Set down all of the data that follows word for word, without the images.
= = =
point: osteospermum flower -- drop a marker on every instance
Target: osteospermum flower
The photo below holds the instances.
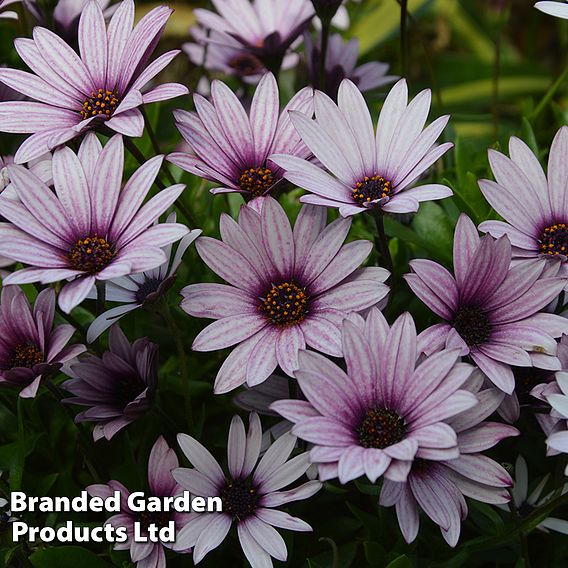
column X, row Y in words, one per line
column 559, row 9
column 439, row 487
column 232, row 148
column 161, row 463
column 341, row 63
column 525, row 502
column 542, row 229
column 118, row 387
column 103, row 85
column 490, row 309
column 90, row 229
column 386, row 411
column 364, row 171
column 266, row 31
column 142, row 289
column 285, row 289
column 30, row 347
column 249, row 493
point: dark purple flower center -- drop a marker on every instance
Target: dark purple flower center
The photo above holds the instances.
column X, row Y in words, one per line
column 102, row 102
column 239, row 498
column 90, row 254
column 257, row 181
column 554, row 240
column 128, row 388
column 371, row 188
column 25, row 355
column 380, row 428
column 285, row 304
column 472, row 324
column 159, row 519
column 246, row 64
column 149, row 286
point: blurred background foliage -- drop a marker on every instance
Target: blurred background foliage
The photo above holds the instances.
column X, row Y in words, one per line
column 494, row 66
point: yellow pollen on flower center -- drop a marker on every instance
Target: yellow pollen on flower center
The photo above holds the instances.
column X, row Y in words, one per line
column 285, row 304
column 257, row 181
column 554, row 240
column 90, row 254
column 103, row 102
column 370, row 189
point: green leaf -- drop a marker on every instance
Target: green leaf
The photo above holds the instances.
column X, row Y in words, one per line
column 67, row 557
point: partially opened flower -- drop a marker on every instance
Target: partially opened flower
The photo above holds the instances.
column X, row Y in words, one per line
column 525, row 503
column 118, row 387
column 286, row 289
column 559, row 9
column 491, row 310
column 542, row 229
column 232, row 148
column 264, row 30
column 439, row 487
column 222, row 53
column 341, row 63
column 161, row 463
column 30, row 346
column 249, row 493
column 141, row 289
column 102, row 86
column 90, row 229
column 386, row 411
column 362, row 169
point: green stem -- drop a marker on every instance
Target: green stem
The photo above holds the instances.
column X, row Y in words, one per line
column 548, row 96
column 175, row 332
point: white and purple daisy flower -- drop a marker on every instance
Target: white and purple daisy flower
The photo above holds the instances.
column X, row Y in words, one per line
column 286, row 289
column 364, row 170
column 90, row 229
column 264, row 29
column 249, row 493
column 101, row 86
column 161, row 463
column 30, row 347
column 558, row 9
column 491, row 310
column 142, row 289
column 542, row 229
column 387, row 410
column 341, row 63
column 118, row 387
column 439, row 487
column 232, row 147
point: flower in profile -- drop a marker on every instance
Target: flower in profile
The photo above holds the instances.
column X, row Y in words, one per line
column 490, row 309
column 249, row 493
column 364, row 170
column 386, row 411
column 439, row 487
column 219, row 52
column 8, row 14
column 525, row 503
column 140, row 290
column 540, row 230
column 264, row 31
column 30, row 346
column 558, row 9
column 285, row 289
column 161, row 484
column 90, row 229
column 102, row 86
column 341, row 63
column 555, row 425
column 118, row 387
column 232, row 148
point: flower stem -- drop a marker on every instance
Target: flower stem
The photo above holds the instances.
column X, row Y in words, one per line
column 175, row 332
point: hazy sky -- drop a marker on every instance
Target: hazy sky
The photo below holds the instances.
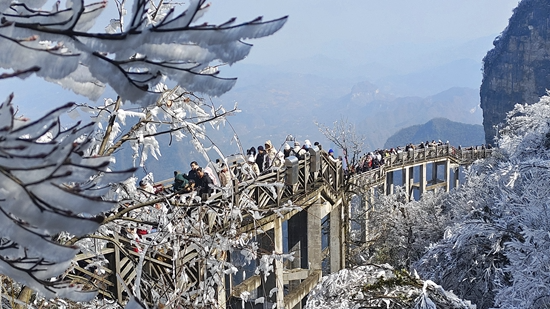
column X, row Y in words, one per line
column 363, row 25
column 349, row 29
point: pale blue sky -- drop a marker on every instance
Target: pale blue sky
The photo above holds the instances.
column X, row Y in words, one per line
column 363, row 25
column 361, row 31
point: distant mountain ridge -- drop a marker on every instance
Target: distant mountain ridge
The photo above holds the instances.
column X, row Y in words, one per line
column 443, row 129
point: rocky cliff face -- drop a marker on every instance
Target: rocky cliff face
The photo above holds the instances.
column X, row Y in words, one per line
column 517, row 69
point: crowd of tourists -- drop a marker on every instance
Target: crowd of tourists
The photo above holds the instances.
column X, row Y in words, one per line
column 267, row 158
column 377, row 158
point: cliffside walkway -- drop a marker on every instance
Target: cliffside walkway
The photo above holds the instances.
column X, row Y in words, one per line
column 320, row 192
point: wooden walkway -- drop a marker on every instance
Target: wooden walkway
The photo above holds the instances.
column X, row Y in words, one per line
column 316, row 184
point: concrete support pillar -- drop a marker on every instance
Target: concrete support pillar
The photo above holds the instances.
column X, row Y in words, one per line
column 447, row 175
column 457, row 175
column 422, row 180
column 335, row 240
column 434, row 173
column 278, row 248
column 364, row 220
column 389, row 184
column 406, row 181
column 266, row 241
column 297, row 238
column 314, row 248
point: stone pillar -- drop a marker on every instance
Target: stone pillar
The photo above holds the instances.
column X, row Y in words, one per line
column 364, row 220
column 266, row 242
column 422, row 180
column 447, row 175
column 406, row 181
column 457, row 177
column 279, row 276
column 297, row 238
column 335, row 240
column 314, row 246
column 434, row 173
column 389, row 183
= = =
Solution to this exercise -
point: osteospermum flower -- drop a marker on every instance
Target: osteospermum flower
The photo below holds the instances.
column X, row Y in words, one per line
column 559, row 9
column 439, row 487
column 232, row 148
column 161, row 463
column 341, row 63
column 525, row 502
column 542, row 229
column 118, row 387
column 103, row 85
column 490, row 309
column 90, row 229
column 386, row 411
column 364, row 171
column 266, row 31
column 142, row 289
column 285, row 289
column 30, row 347
column 249, row 493
point: dark purple flower center -- drop a marker on every instance
Target: dark purple flower center
The photo above holds the instances.
column X, row Y in words, one per line
column 102, row 102
column 239, row 498
column 90, row 254
column 257, row 181
column 554, row 240
column 128, row 388
column 371, row 188
column 25, row 355
column 380, row 428
column 285, row 304
column 472, row 324
column 159, row 519
column 246, row 64
column 149, row 286
point: blurred background foliage -- drop a marker on every instance
Target: blurred background foliage
The photo above holds the instances.
column X, row Y in words, one per line
column 494, row 66
point: yellow pollen on flower center -- drop a marker on every instance
Target: yellow pollen on flower center
The photo above holds the instances.
column X, row Y in words, one per line
column 285, row 304
column 257, row 181
column 554, row 240
column 90, row 254
column 103, row 102
column 370, row 189
point: green leaf -- drop a marker on every instance
Target: green leaf
The photo above holds the instances.
column X, row Y in words, one per line
column 67, row 557
point: partially opened flower -- drop a marker on every instance
Target: partially opened flower
The photo above holds the instances.
column X, row Y in words, one per line
column 525, row 503
column 118, row 387
column 286, row 289
column 559, row 9
column 491, row 310
column 542, row 229
column 232, row 148
column 264, row 30
column 439, row 487
column 222, row 53
column 341, row 63
column 161, row 463
column 30, row 346
column 249, row 493
column 141, row 289
column 102, row 86
column 90, row 229
column 386, row 411
column 362, row 169
point: green stem -- drop a marker on every instance
Target: green stem
The photo above holds the instances.
column X, row Y in words, one per line
column 548, row 96
column 175, row 332
point: white and purple daisy flower -- drop a marker on every instance
Target: white and purple daisy flower
The photo above holds the instances.
column X, row Y in words, one per line
column 286, row 289
column 364, row 170
column 90, row 229
column 264, row 29
column 249, row 493
column 101, row 86
column 161, row 463
column 30, row 347
column 558, row 9
column 491, row 310
column 142, row 289
column 542, row 229
column 387, row 410
column 341, row 63
column 118, row 387
column 439, row 487
column 232, row 147
point: flower in profile -- drop a marker on every instance
Target: flower in profile
The photo above holds the instances.
column X, row Y in words, one per line
column 490, row 309
column 249, row 493
column 364, row 170
column 386, row 411
column 439, row 487
column 219, row 52
column 8, row 14
column 525, row 503
column 140, row 290
column 540, row 230
column 264, row 31
column 30, row 346
column 558, row 9
column 285, row 289
column 161, row 484
column 90, row 229
column 102, row 86
column 341, row 63
column 555, row 425
column 118, row 387
column 232, row 148
point: flower stem -- drop a marker on every instance
Target: flower stem
The photo above holds the instances.
column X, row Y in words, one per line
column 175, row 332
point: hazy sky -- drop a marker on every instance
Target: hazy sky
The photo below holds the instances.
column X, row Y in words, one per line
column 363, row 25
column 349, row 29
point: pale blue sky -- drop a marker on every instance
Target: pale blue sky
The photo above holds the instances.
column X, row Y in words, one per line
column 363, row 25
column 361, row 31
point: distant mountain ridge -- drop a marker on every instance
Target: distant mountain ridge
The photo above holds the instances.
column X, row Y in words, one per line
column 443, row 129
point: rocky cliff face -- drop a marker on every instance
Target: rocky cliff face
The photo above holds the instances.
column X, row Y in words, one per line
column 517, row 69
point: crowd of tourists -- drop a marker on every instance
Target: crowd of tourists
The photo above holds the instances.
column X, row Y in words, one per line
column 267, row 158
column 377, row 158
point: cliffside walkway -- drop a marker on every instance
Target: cliffside walkway
The photo above holds the instances.
column X, row Y in words, one per line
column 320, row 192
point: wooden walkway -- drop a marker on every instance
Target: wooden walkway
The photo above holds the instances.
column X, row Y in words, one per line
column 316, row 184
point: concrete support pillar -- drop a marker on every instance
Target: concrete support pillar
The photo above holds the instances.
column X, row Y in words, one per line
column 447, row 175
column 457, row 175
column 422, row 180
column 335, row 240
column 434, row 173
column 278, row 248
column 364, row 220
column 389, row 184
column 406, row 181
column 266, row 241
column 297, row 238
column 314, row 248
point: stone pillar -- drop a marker on every instance
Target: stone pillar
The photo above holds the instances.
column X, row Y in words, one per line
column 364, row 220
column 266, row 242
column 422, row 180
column 447, row 175
column 406, row 181
column 457, row 177
column 279, row 276
column 297, row 238
column 335, row 240
column 314, row 246
column 434, row 173
column 389, row 183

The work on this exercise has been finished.